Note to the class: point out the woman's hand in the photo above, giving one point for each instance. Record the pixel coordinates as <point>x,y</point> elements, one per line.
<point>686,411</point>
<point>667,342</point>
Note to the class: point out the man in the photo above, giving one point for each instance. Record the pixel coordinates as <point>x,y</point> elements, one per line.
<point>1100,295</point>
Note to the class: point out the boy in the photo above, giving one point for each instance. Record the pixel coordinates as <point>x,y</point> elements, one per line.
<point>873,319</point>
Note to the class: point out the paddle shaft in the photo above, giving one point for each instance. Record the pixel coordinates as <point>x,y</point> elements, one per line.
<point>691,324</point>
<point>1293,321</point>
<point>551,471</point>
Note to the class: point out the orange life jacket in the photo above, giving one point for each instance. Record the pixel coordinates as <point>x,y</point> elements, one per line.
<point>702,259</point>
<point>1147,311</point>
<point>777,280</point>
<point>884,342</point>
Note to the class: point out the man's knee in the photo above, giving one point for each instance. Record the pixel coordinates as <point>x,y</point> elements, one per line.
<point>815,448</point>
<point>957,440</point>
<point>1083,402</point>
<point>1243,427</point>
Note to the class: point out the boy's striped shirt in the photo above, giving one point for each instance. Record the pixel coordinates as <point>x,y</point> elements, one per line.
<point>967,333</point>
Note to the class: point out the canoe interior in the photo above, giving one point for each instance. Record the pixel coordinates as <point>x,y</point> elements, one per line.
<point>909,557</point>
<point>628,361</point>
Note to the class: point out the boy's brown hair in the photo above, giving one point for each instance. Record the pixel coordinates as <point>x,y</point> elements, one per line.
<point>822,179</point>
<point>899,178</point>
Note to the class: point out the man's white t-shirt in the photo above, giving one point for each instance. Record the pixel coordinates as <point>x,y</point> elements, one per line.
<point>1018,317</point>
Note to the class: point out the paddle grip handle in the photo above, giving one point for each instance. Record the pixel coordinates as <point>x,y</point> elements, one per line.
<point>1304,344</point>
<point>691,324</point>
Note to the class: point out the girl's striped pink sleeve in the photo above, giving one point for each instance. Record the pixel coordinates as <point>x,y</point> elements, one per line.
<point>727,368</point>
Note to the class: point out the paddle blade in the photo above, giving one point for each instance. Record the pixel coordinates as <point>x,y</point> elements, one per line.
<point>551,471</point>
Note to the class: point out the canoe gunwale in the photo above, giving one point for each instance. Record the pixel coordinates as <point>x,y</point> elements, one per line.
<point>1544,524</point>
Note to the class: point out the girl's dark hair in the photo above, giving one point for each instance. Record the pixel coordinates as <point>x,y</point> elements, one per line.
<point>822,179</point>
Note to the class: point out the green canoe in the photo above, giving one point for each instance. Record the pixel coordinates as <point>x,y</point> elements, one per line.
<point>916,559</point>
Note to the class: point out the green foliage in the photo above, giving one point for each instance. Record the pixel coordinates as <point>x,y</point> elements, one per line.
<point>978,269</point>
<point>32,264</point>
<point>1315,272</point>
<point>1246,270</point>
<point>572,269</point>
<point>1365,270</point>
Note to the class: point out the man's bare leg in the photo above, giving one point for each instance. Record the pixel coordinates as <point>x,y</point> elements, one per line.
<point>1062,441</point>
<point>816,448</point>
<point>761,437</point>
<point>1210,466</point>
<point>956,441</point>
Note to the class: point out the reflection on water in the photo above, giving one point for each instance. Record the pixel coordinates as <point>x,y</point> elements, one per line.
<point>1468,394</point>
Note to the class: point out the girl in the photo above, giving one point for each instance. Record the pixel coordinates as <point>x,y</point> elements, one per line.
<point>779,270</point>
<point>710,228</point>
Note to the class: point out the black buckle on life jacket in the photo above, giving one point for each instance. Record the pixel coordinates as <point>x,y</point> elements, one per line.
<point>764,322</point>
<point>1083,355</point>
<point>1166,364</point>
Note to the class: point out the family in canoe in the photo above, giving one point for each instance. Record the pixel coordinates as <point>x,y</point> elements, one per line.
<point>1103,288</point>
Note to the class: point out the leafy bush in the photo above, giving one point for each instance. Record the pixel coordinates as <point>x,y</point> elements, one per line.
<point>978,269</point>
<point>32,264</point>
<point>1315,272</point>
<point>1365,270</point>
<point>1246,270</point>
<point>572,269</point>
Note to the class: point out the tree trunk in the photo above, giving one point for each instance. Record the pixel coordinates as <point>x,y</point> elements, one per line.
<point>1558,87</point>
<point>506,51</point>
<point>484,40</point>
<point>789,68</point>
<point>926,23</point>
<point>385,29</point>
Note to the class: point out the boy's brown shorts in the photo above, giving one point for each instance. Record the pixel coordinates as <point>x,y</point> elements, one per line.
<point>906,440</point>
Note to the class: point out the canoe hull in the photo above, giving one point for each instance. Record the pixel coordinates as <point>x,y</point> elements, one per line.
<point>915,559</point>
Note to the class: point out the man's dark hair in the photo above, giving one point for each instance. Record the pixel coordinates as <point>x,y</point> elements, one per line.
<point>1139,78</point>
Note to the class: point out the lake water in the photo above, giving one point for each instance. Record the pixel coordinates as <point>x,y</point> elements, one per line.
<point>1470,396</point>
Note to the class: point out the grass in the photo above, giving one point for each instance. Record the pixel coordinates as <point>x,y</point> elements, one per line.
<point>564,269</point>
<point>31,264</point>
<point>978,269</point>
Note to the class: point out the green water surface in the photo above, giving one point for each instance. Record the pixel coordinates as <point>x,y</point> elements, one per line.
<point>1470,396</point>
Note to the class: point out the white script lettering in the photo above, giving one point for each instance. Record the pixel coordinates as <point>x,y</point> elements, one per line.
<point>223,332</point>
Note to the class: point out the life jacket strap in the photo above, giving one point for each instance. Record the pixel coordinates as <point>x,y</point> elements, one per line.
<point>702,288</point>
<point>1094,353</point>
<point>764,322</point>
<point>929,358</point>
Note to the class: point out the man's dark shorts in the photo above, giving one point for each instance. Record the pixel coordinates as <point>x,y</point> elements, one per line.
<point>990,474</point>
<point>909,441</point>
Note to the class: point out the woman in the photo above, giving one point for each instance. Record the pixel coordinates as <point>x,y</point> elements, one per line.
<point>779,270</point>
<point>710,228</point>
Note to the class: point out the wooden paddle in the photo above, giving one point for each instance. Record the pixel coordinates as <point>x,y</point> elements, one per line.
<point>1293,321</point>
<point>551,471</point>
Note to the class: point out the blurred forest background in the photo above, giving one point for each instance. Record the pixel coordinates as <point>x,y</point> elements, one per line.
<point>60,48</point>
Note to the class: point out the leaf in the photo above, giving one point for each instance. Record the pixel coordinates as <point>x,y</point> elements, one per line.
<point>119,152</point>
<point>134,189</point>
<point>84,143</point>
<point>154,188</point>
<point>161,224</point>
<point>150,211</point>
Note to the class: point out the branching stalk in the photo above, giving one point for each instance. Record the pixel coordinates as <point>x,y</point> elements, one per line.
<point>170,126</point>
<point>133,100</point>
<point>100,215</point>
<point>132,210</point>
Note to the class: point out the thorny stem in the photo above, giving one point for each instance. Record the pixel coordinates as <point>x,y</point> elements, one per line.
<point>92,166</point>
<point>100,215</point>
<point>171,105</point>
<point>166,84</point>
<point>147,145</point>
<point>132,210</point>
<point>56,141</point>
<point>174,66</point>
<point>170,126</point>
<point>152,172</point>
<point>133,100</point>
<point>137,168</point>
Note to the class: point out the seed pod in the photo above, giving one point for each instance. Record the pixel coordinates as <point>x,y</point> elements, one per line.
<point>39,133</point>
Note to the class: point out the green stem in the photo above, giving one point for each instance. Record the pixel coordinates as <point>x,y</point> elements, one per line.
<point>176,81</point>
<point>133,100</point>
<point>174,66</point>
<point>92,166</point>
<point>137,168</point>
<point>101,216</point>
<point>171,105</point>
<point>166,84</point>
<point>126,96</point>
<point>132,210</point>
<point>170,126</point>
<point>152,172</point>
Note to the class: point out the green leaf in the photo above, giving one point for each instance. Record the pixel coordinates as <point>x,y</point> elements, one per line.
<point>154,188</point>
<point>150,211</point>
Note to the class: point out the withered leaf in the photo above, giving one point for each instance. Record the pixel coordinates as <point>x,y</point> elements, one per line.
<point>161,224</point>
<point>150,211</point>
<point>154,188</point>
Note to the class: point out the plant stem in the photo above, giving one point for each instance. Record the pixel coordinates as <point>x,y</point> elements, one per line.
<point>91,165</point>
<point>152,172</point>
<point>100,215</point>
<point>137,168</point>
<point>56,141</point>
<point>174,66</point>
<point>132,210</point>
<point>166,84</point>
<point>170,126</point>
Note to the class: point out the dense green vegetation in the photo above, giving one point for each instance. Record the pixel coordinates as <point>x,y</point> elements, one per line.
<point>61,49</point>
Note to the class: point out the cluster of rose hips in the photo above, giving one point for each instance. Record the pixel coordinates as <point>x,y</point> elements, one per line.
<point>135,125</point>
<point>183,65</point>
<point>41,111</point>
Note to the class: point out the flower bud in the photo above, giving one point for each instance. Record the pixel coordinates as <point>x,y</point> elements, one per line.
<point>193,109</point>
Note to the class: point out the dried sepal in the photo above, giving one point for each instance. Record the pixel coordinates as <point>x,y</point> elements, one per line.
++++++++++
Task prompt: Reproduce, without any change, the stretch of the listing from the line that contains "Note to the class: point out the flower" through the line that contains "<point>193,109</point>".

Finished task:
Note to the class: point out the flower bud in the photo above, giving one point for each instance. Record the pixel coordinates as <point>x,y</point> elements, one per line.
<point>193,109</point>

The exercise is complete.